FRAGMENTO DEL DOCUMENTO
────────
Sin duda pensar la identidad
es el problema. La noción de sujeto, con toda la crisis de la metafísica,
no se halla, sin embargo, más allá de la situación
que ya observara Hume. La conciencia personal nos ofrece el espejismo de
permanencia que enlaza y da continuidad, busca razón y coherencia,
a los diversos estados de conciencia, cuyo conjunto, agrupados por la memoria,
denominamos: “yo”. Pero este todo que pugna por ser coherente no
se produce por un mero esfuerzo de la voluntad individual, obedece a criterios
externos de consistencia, que propician la identidad nacional, social,
sexual, personal. El yo sería el cruce y engrosamiento nodal de
todas estas series discursivas que, a pesar de tener criterios propios
de funcionamiento, logran la adhesión íntima del sujeto al
rubricar su pertenencia al grupo.
Desde el empirismo inglés
del XVIII, pero sobre todo desde la gran mayoría de las corrientes
del siglo XX, de Nietzsche al estructuralismo, pasando por el psicoanálisis
o el llamado giro lingüístico, todas las propuestas teóricas
han pugnado por debilitar al sujeto, convirtiéndolo a lo más
en un locus estratégico.
El feminismo no podía
ser ajeno a este movimiento, no obstante, como todas las propuestas
no hegemónicas, ha permanecido más tiempo inmerso en posturas
de identidad compactas o esencialistas. Todo grupo debe consolidar su identidad,
su genealogía, su presencia social y su visibilidad, antes de poder
dedicarse a deconstruirla. Pero si su pugna por dotarse de una identidad
es coetánea de la crisis moderna, deberá poner en marcha
todo un aparato de estrategias paradójicas, deberá edificar,
buscar definiciones operativas socialmente, y a la vez ser consciente del
carácter artificial, de constructo no natural, de esas definiciones.
Es esta situación paradójica
la que constituye el verdadero reto del feminismo hoy, la reconstrucción
del sujeto tras la crisis de la modernidad -que lo es también del
pensamiento en general.
Feminismos dialécticos y esencialistas.
El sujeto de la modernidad es
un sujeto fuerte, que busca una identidad sólida, reconocible por
otros y operativa socialmente, dueño pues del discurso y de la acción.
El feminismo moderno adoptó esquemas ilustrados y, más tarde,
de cuño socializante, que emanaban, con mayor o menor cercanía,
de la teoría marxista. Se trataba principalmente de un acceso al
poder, entendido éste como algo localizable, que podía poseerse,
asentado primordialmente en unas estructuras económicas discriminatorias,
detentado por una clase, enfrentado en lucha dialéctica contra los
excluidos y que se perpetuaba por medio de los aparatos ideológicos.
El feminismo de la igualdad
parte de la aceptación de un sujeto fuerte aunque oprimido, para
el que se busca el reconocimiento y acceso a los mismos derechos y posibilidades.
Se pretende, pues, rehabilitar un nuevo pacto social, que desvele las ignominias
del contrato sexual subyacente, legitimador de una sociedad supeditadora
de las mujeres. Si en principio no hay nada que objetar, todo lo contrario,
al necesario acceso a la emancipación y la autonomía, si
que resulta revisable su estructura gnoseológica subyacente.
────────
MATERIAL MOSTRADO

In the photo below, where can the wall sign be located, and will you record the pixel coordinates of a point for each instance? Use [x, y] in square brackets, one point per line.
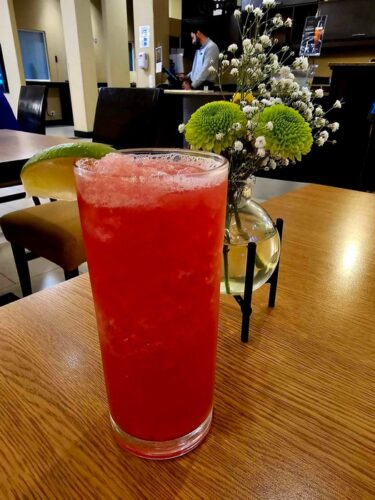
[144, 36]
────────
TAREA 1
Reproduce tal cual la parte del fragmento sobre feminismo e identidad que va de "El sujeto de" a "los aparatos ideológicos.", ambos incluidos.
TAREA 2
Sigue escribiendo el fragmento sobre feminismo e identidad a partir de su última oración.

RESPUESTA 1
El sujeto de la modernidad es
un sujeto fuerte, que busca una identidad sólida, reconocible por
otros y operativa socialmente, dueño pues del discurso y de la acción.
El feminismo moderno adoptó esquemas ilustrados y, más tarde,
de cuño socializante, que emanaban, con mayor o menor cercanía,
de la teoría marxista. Se trataba principalmente de un acceso al
poder, entendido éste como algo localizable, que podía poseerse,
asentado primordialmente en unas estructuras económicas discriminatorias,
detentado por una clase, enfrentado en lucha dialéctica contra los
excluidos y que se perpetuaba por medio de los aparatos ideológicos.

RESPUESTA 2
Como ya Foucault mostrara, un
mero análisis marxista del poder no agota la descripción
de sus mecanismos, cuando no los enmascara. Al hablar de poder, debemos
entenderlo como algo más difuso y omnipresente, elemento constitutivo
mismo en la formación de los saberes y de los cuerpos. El modelo
marxista de interpretación del poder, nos aporta sólo una
de las estrategias de denuncia, puntualmente operativa desde parámetros
de la de la opresión frente a la igualdad, en su vertiente dialéctica
o de alienación ideológica. Pero que, a mi modo de ver, debe
ser utilizado de forma procedimental, poniendo en juego todas las precauciones
ante la ontología que genera.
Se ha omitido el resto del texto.